What you need to do
Each record below must be retyped exactly, with nothing left out.

== Given records

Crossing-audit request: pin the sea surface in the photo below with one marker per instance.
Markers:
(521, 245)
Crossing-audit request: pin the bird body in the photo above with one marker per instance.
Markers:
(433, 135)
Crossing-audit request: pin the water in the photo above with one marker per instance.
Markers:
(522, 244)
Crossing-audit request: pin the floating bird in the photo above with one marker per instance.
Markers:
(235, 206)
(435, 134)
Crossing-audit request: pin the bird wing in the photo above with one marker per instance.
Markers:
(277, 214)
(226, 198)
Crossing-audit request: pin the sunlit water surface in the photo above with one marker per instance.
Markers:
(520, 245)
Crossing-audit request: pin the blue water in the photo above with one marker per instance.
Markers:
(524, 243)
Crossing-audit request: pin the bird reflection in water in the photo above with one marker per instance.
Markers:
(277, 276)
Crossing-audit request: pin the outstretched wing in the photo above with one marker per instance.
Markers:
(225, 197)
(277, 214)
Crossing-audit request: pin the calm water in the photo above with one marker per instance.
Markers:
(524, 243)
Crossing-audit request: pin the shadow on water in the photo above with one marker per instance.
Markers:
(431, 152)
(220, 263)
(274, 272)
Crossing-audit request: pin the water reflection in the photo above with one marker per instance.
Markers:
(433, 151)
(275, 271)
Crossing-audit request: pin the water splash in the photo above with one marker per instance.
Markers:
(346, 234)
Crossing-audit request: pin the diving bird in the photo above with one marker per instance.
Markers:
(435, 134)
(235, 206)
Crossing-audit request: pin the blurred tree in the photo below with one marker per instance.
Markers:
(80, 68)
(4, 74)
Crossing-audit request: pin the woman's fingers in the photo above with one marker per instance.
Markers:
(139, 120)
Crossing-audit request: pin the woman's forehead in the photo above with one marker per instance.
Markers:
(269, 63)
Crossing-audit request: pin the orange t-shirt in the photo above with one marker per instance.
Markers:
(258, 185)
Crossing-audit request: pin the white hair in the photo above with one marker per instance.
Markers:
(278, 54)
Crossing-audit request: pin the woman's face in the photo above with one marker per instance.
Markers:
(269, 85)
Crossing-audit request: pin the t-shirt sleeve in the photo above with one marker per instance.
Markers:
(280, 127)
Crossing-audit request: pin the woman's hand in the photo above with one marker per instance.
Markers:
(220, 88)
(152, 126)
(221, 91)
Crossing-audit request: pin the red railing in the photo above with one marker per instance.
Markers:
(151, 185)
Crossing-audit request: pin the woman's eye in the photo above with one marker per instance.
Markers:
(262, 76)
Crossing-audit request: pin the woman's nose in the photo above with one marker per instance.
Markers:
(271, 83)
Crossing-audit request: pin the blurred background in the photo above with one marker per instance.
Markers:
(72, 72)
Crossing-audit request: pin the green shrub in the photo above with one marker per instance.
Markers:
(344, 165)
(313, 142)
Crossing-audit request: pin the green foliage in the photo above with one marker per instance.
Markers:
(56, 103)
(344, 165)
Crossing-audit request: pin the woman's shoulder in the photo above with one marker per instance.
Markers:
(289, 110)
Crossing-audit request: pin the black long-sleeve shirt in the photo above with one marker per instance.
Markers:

====

Solution
Crossing-audit request: pin the sea surface in the photo below with one marker per instance.
Markers:
(521, 245)
Crossing-audit request: pin the bird body in the photo above with one marker per instance.
Markers:
(433, 135)
Crossing-audit request: pin the water in the photo above with one marker per instance.
Markers:
(522, 244)
Crossing-audit request: pin the floating bird in the photo above with one marker per instance.
Markers:
(235, 206)
(435, 134)
Crossing-audit request: pin the bird wing in the photo above with one marker per instance.
Markers:
(277, 214)
(226, 198)
Crossing-audit request: pin the sunlit water surface in the photo above with one marker per instance.
Markers:
(520, 245)
Crossing-audit request: pin the blue water in the photo above with one marker per instance.
Markers:
(524, 243)
Crossing-audit request: pin the bird reflection in water in the photo above with one marker per instance.
Markers:
(277, 276)
Crossing-audit request: pin the outstretched wing in the photo above with one marker per instance.
Markers:
(225, 197)
(277, 214)
Crossing-audit request: pin the calm water in the photo above with one marker per instance.
Markers:
(524, 243)
Crossing-audit request: pin the shadow on water in the photo above with one marker per instance.
Markers:
(431, 152)
(220, 263)
(274, 272)
Crossing-audit request: pin the water reflection in the photo above with one marker per instance.
Markers:
(433, 151)
(275, 271)
Crossing-audit request: pin the water splash in the photo above with one marker per instance.
Markers:
(346, 234)
Crossing-audit request: pin the diving bird in the photo above with one marker per instance.
Markers:
(435, 134)
(235, 206)
Crossing-audit request: pin the blurred tree in the photo below with one marker per instance.
Markers:
(80, 68)
(4, 74)
Crossing-audit request: pin the woman's fingers in the photo above with one marker per instance.
Markers:
(139, 120)
Crossing-audit request: pin the woman's forehead in the photo above with one marker per instance.
Markers:
(269, 63)
Crossing-audit request: pin the orange t-shirt in the photo above with one marker per instance.
Markers:
(258, 185)
Crossing-audit request: pin the white hair in the photo above with one marker per instance.
Markers:
(278, 54)
Crossing-audit request: pin the woman's face in the photo above with one marker per instance.
Markers:
(269, 85)
Crossing-audit request: pin the t-shirt sleeve in the photo above with one marker per instance.
Markers:
(280, 127)
Crossing-audit request: pin the woman's hand in the photo above with one marker per instance.
Markers:
(220, 88)
(152, 126)
(221, 91)
Crossing-audit request: pin the red railing in the photo above with one marker per instance.
Markers:
(151, 185)
Crossing-audit request: pin the woman's eye in the photo above with one marker per instance.
Markers:
(262, 76)
Crossing-audit request: pin the woman's nose in the photo above with one marker per instance.
Markers:
(271, 83)
Crossing-audit request: pin the blurred background in the photo above with one marker per instance.
Markers:
(72, 72)
Crossing-audit request: pin the green shrub in the photo above with one marker per instance.
Markers:
(344, 165)
(313, 142)
Crossing-audit request: pin the green foliage in the photo above with one marker per instance.
Markers:
(56, 103)
(344, 165)
Crossing-audit request: pin the woman's shoulder in the photo above with one marker per instance.
Markers:
(289, 110)
Crossing-audit request: pin the black long-sleeve shirt in the photo above with one marker per instance.
Markers:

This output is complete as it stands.